• [Short exercise] Write out every item below word for word, leaving out the pictures.

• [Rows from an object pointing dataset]
■ ■ ■ ■ ■ ■ ■

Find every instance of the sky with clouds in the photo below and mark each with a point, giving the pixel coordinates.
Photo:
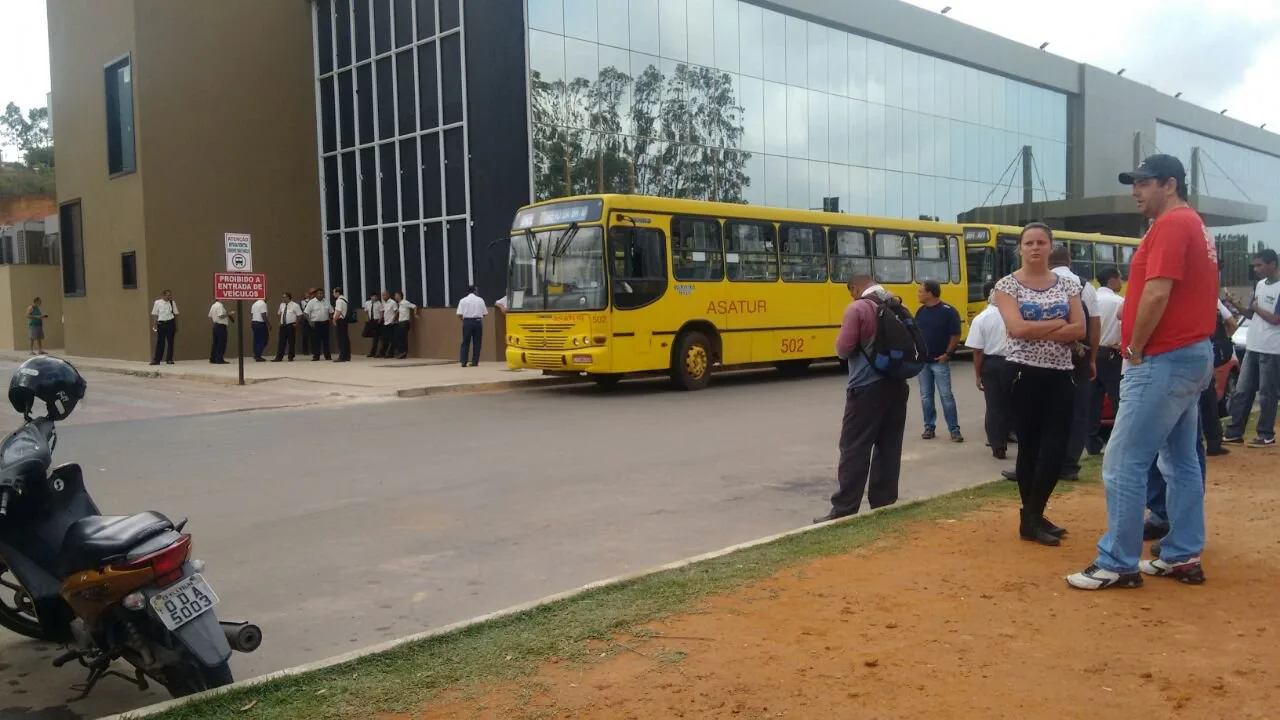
(1216, 53)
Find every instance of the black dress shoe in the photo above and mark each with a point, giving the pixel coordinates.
(831, 516)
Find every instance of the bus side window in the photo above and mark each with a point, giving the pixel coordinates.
(850, 253)
(892, 263)
(804, 259)
(931, 259)
(750, 253)
(695, 250)
(639, 265)
(1082, 259)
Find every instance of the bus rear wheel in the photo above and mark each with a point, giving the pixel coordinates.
(691, 361)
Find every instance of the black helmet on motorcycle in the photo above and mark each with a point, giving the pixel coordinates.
(50, 379)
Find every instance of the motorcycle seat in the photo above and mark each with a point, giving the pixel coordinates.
(100, 540)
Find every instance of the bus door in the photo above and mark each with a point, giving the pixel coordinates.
(638, 278)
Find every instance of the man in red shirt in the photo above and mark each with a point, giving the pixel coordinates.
(1169, 317)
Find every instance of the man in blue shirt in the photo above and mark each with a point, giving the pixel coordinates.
(940, 324)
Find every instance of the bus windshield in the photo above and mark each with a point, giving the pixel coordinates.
(560, 269)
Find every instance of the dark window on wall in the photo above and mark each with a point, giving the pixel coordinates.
(850, 253)
(72, 237)
(129, 270)
(119, 118)
(750, 254)
(414, 265)
(804, 259)
(696, 253)
(451, 76)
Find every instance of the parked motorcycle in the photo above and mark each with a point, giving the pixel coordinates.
(105, 588)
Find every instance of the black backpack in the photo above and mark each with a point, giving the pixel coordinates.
(1223, 346)
(897, 350)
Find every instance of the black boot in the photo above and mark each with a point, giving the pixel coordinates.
(1032, 529)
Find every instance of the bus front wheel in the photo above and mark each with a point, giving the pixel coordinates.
(691, 361)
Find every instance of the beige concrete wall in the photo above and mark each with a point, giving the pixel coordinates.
(231, 147)
(83, 37)
(19, 285)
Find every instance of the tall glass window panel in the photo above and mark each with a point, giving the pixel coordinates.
(924, 83)
(858, 68)
(798, 51)
(910, 81)
(859, 130)
(818, 126)
(837, 128)
(673, 44)
(750, 39)
(543, 14)
(798, 183)
(580, 19)
(818, 63)
(894, 139)
(859, 188)
(798, 122)
(726, 30)
(644, 26)
(910, 142)
(702, 32)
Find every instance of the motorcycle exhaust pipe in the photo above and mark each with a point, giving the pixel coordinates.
(243, 637)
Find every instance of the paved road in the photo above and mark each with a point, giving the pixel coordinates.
(341, 528)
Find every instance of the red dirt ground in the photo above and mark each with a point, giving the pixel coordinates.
(958, 620)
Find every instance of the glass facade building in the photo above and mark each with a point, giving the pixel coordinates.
(727, 100)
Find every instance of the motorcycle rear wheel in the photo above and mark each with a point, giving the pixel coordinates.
(192, 677)
(17, 611)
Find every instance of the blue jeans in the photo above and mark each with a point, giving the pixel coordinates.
(938, 374)
(1159, 418)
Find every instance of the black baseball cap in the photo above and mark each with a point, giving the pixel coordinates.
(1160, 167)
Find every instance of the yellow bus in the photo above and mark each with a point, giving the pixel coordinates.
(615, 285)
(991, 253)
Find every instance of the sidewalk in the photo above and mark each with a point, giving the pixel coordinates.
(366, 376)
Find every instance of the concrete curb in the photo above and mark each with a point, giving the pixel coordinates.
(513, 610)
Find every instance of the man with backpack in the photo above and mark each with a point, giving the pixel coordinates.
(885, 349)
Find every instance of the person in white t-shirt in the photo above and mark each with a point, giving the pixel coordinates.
(471, 311)
(1260, 373)
(261, 328)
(220, 318)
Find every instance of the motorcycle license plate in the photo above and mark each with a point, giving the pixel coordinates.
(183, 602)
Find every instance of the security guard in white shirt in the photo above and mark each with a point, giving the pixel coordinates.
(164, 314)
(261, 328)
(319, 314)
(339, 323)
(220, 318)
(288, 313)
(471, 311)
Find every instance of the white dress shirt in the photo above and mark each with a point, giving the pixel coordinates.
(218, 314)
(471, 308)
(987, 332)
(164, 310)
(288, 313)
(1109, 310)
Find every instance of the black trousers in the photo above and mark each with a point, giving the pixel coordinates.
(288, 338)
(871, 445)
(995, 390)
(165, 333)
(1106, 384)
(218, 350)
(1043, 404)
(320, 340)
(472, 331)
(1078, 433)
(343, 340)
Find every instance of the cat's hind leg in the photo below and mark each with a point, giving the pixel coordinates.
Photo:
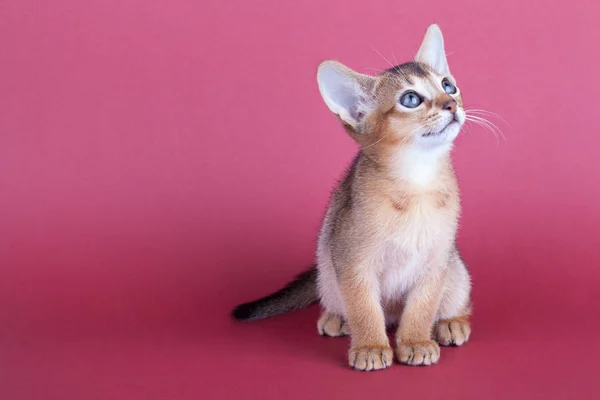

■ ■ ■ ■ ■ ■ ■

• [Answer to this task]
Find every instance of the sky with clouds in the photo below and mark each with a point, giving the pixel coordinates.
Photo:
(1216, 53)
Find every instance of the black dress shoe in the photo above and mark each with a point, giving the pixel coordinates.
(831, 516)
Find every instance of the bus side window in the photo above and mark each with a point, giving the pixel coordinates.
(850, 253)
(892, 263)
(804, 259)
(931, 259)
(750, 253)
(695, 250)
(639, 265)
(1082, 259)
Find every instance of the bus rear wheel in the photo above and mark each with a point, giving the pixel coordinates.
(691, 361)
Find every instance of the black helmet on motorcycle in the photo above and mark each with a point, giving the pixel coordinates.
(50, 379)
Find every instance of the motorcycle seat in the photo above and mark each with a point, giving the pixel coordinates.
(100, 540)
Find every instance of the bus door in the photo above and mark each with a point, giving the pixel coordinates.
(638, 278)
Find every instance of the man in red shirt in the photo above and mark each with a point, giving the pixel coordinates.
(1169, 317)
Find every instance of the man in blue shirt in the photo above and mark each with a point, giving the pixel coordinates.
(940, 324)
Find every instance of the bus windshield in the photo above and mark each with a point, giving the pixel coordinates.
(560, 269)
Find every instance of the dark window on wall in the photo above and mark each with a point, giving the pixel coordinates.
(850, 253)
(72, 237)
(129, 270)
(119, 118)
(750, 254)
(414, 265)
(804, 259)
(696, 253)
(451, 76)
Find every instance of the parked motorcycle in the photo above and mark each with a point, giving the pixel coordinates.
(105, 588)
Find every instance of the black backpack in the photo above and mark each with a point, giving the pixel coordinates.
(1223, 346)
(897, 350)
Find every instance of the black boot in the photo above and mark each with a point, giving the pixel coordinates.
(1032, 529)
Find every instance of the bus front wheel in the photo above and mark each with a point, giving the pixel coordinates.
(691, 361)
Find every instance of the beige concrete wall in the photo above and mark each with a point, giving the pixel coordinates.
(231, 147)
(83, 37)
(19, 285)
Find every instance of the tall glass window panel in the photo above and mark each with a point, giving the pixel coordinates.
(924, 83)
(858, 68)
(798, 51)
(910, 81)
(859, 130)
(818, 126)
(837, 128)
(673, 44)
(750, 39)
(543, 14)
(798, 183)
(580, 19)
(818, 63)
(894, 139)
(859, 188)
(798, 122)
(726, 30)
(644, 26)
(910, 142)
(702, 32)
Find every instance of the motorcycle exhaust pipe in the photo above and mark each with a point, giving the pixel coordinates.
(243, 637)
Find every instance of the paved road in the photo above and mark each with a point, giving the pixel coordinates.
(341, 528)
Find every instance of the red dirt ground in the photo above and mark each with a point, giving the pixel coordinates.
(958, 620)
Find every instance of the glass facade building in the photo above and mark each with a point, giving the pixel coordinates.
(727, 100)
Find every instance of the motorcycle rear wheel in the photo above and mark each with a point, giving the pixel coordinates.
(192, 677)
(17, 611)
Find every instance of the blue jeans in the photo above and mark each with a point, giving the pixel coordinates.
(938, 374)
(1159, 418)
Find every instance of the black baseball cap in the photo above and mark each with a point, giving the pixel coordinates.
(1160, 167)
Find every instance of the yellow bus in the photo above and mark each with a point, giving the pixel coordinates.
(615, 285)
(991, 253)
Find every instance of the sidewalk in the photo above and mark each with a point, giving the pixel coordinates.
(366, 376)
Find every instance of the concrete curb in the photo above and mark each with a point, giving the pixel coordinates.
(513, 610)
Find every instance of the man with backpack in the photo above and mark each with a point, giving the pixel coordinates.
(885, 349)
Find every instance of the person in white t-shirt in the photo above and mark each with a point, giving the pixel coordinates.
(471, 311)
(1260, 373)
(261, 328)
(220, 318)
Find every instance of the motorcycle license plate in the photo above and mark each with a point, giving the pixel coordinates.
(183, 602)
Find every instance of the security guard in white shirt in the photo above and mark each with a point, giving the pixel coordinates.
(164, 314)
(261, 328)
(319, 314)
(339, 323)
(220, 318)
(288, 313)
(471, 311)
Find every instance of the white dress shirt in the photo above and mark each with a point, giving the pixel coordinates.
(218, 314)
(471, 308)
(987, 332)
(164, 310)
(288, 313)
(1109, 310)
Find every instance of the black trousers in the photo above and mark each with a point, giving the pixel coordinates.
(288, 338)
(871, 445)
(995, 390)
(165, 333)
(1106, 384)
(218, 350)
(1043, 404)
(320, 340)
(472, 331)
(1078, 433)
(343, 340)
Find every instance of the cat's hind leg in the photo below and mark each with a point, giving the pixel coordinates.
Photo:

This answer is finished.